-- Information --
▼

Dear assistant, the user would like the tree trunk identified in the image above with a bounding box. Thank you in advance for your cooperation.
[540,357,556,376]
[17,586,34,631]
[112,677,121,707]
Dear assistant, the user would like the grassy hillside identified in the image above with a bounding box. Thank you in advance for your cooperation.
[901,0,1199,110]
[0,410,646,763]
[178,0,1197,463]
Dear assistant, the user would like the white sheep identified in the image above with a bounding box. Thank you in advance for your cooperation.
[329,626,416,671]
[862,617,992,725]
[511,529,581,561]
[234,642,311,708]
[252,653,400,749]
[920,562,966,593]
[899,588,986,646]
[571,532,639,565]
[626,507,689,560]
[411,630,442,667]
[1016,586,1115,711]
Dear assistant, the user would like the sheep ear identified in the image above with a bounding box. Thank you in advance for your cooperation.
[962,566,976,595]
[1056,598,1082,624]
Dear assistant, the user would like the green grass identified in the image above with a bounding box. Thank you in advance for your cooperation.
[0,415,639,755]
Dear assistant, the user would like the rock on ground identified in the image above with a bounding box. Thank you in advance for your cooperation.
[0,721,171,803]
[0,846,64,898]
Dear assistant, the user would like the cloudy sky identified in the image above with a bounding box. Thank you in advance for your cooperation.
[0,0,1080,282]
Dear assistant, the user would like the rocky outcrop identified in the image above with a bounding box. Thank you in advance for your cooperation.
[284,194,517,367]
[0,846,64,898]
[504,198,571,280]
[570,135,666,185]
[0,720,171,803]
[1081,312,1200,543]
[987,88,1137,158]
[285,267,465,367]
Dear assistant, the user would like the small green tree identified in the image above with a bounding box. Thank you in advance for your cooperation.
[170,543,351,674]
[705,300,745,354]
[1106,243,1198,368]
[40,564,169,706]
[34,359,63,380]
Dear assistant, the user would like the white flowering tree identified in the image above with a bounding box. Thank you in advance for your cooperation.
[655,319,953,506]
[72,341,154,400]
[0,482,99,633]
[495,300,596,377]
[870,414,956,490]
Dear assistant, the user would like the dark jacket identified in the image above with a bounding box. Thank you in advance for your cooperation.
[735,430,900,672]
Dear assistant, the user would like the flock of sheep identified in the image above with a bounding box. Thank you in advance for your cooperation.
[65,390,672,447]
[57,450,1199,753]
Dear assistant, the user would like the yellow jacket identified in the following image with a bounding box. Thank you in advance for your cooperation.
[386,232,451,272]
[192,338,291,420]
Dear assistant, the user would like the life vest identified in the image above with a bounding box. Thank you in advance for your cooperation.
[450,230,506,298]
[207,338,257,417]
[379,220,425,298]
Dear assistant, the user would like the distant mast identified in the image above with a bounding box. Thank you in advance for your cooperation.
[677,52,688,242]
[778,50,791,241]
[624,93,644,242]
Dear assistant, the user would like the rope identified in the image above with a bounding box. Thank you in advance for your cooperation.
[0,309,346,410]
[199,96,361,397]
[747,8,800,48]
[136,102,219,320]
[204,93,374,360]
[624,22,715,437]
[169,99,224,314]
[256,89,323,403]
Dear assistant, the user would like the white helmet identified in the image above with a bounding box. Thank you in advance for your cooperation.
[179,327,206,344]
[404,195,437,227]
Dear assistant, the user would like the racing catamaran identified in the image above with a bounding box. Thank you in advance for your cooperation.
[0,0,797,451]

▲

-- Assignment --
Give the entries again, every one of them exactly.

-- Answer to this problem --
Dear assistant, the user would like the tree trunk identified in the image above with a bounding box. Thank you in advance for your cooperation.
[540,357,556,376]
[17,586,34,631]
[112,677,121,707]
Dear assistant, the user would like the grassy hillside identified in the image above with a bounding box. Thank you in advance for your cooperation.
[901,0,1199,110]
[0,410,646,763]
[178,0,1197,463]
Dear assistant, the user would like the white sheep identified in the image above with a bounding box. Thank you in advance for your cooperation.
[329,626,416,671]
[862,617,992,725]
[511,529,581,561]
[234,642,311,708]
[252,653,400,749]
[920,562,966,593]
[899,588,986,646]
[571,532,639,565]
[626,507,689,560]
[411,630,442,667]
[1016,586,1115,711]
Dear assistant, the user would like the sheep ear identified in the image above with a bounding box. Thank you in advance for your cooperation.
[962,566,976,595]
[1056,598,1082,624]
Dear assistant, the user would like the green grass identified in the image above with a bounding box. Thank you in advance for your cooperation.
[0,415,639,755]
Dear assistant, the user would like the rock on ground identified in the image above with a bounding box. Thank you in advance for your cooperation.
[0,721,171,803]
[0,846,64,898]
Dear assistant, the user would like the cloudy sky identified in the image above with a bounding box. Thank you in advance for your cooperation.
[0,0,1080,282]
Dear assistant, the user would like the rocky outcrop identified in the image above with a bounding box. Thank you in advance for your cooperation.
[284,194,517,367]
[0,846,64,898]
[504,198,571,280]
[570,135,666,185]
[0,720,171,803]
[1081,312,1200,543]
[987,88,1137,158]
[285,267,465,367]
Dear assistant, the user would like the small green tree identified in the image above with a bounding box. Thank you in advance for your cooperation.
[170,543,351,674]
[705,300,745,354]
[1106,243,1198,368]
[40,564,169,706]
[34,359,63,380]
Dear assistant, the user would like the white flowering tree identified in the image above with a bounding box. Thank you in advance for your cooperation.
[655,319,953,506]
[72,341,154,400]
[0,482,99,633]
[495,300,596,377]
[870,414,956,490]
Dear assistant, the user would like the dark jacket identified in the image above with a bounding box. Thank you in advance for your cooperation.
[735,430,900,672]
Dear assistant, the user would like the flock of sheep identified in the image above with a bounding box. Thank you in advance for your cooperation.
[65,390,672,447]
[57,450,1199,753]
Dear assistant, the user would like the yellow jacket identified in the following image with a bounding box. Thank you in advance for your cooperation.
[386,232,451,272]
[192,338,291,420]
Dear assistant, the user would like the life vest identified in the image above with a bounding box. Thank you in advance for your cooperation.
[450,230,506,298]
[207,338,257,417]
[379,220,425,298]
Dear assistant, the user would like the distant mast identified in the image above with a bounding box. Thank you in advance for your cooperation.
[677,52,688,242]
[778,50,791,241]
[624,93,644,242]
Dear assistant, the user would like the rope identified in the image above with a bounding box. Thank you in advance for your cooperation.
[0,309,346,410]
[199,96,361,397]
[747,8,800,48]
[136,102,219,320]
[204,93,374,360]
[624,22,715,437]
[169,99,224,314]
[256,89,323,403]
Dear assistant, the user would like the white helmet identified in the image above with a bounding box. Thank you in advance for your cooperation.
[179,327,206,344]
[404,195,437,227]
Dear assistant, the user would like the racing catamaran identified in the image above with a bounding box. Thank you in advance for your cooperation.
[0,0,797,451]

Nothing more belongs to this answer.